* _Aim of the exercise_
One line in the listing below contains "Target: shallow water". Repeat that line and each line after it exactly, ending with the last one.

* _Supplied material_
◆ ◆ ◆

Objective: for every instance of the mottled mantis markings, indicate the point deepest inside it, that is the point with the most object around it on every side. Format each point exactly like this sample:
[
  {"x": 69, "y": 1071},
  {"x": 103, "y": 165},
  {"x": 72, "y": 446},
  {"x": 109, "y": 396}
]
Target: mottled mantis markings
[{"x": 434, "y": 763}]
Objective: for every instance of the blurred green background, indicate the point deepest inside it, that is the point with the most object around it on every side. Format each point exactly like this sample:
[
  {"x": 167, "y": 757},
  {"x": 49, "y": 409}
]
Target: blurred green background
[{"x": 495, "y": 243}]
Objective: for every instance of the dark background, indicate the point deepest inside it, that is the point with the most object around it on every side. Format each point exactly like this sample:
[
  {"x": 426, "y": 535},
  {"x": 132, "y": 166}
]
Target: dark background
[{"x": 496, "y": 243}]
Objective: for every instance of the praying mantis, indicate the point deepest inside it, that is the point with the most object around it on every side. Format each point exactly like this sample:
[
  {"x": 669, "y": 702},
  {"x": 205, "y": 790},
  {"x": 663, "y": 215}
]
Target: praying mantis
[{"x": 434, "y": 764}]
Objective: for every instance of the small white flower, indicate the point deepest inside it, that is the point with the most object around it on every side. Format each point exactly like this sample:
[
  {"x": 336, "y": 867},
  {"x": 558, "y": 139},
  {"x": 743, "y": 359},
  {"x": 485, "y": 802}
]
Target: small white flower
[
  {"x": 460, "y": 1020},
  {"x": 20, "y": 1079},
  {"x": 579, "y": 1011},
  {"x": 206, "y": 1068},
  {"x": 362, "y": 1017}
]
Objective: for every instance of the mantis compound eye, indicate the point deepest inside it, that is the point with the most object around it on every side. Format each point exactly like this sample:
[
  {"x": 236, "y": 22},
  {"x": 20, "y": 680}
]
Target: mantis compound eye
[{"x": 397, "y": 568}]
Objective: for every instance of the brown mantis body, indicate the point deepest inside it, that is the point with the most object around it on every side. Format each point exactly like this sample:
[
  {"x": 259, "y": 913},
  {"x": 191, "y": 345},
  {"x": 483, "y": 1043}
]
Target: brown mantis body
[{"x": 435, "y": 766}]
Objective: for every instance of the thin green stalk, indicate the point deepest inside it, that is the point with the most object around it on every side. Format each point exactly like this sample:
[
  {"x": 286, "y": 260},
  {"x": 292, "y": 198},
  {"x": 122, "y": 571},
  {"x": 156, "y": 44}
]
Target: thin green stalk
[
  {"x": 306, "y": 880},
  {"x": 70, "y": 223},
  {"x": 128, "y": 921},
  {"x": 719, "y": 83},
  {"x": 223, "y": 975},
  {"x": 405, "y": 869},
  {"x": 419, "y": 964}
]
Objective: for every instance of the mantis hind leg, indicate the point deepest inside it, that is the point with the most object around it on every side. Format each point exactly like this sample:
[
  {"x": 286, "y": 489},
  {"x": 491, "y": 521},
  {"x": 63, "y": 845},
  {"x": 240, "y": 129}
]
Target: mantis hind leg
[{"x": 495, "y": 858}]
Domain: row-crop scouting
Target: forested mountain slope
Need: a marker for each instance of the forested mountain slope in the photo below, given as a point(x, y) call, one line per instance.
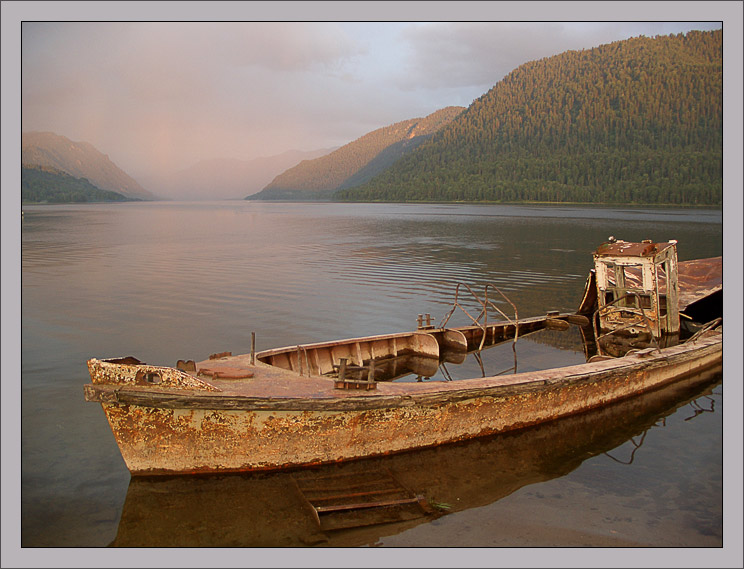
point(40, 184)
point(79, 160)
point(357, 161)
point(635, 121)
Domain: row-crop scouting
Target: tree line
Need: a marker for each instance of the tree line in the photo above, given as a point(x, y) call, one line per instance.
point(635, 121)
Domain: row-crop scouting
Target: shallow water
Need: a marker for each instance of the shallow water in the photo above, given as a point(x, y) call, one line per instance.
point(168, 281)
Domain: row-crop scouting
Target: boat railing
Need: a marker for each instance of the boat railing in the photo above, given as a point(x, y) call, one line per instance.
point(641, 319)
point(485, 303)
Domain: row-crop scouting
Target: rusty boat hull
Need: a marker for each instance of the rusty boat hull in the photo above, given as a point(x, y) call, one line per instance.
point(337, 401)
point(280, 418)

◆ ◆ ◆

* _Result_
Target: shallow water
Need: a marker for each instance of the shallow water in the photo above, given as a point(x, y) call, one line per instance.
point(168, 281)
Domain: row-crop scouting
Target: boat railing
Need: a marker for each instance of the boat railing in the photo above, given as a point(x, y) call, one line per instance.
point(641, 319)
point(485, 303)
Domain: row-crop scouting
Target: rusty boat hull
Need: a marker for each instance of the rusty boat hull in the photo above, given as a point(x, y) call, one line per instance.
point(337, 401)
point(280, 418)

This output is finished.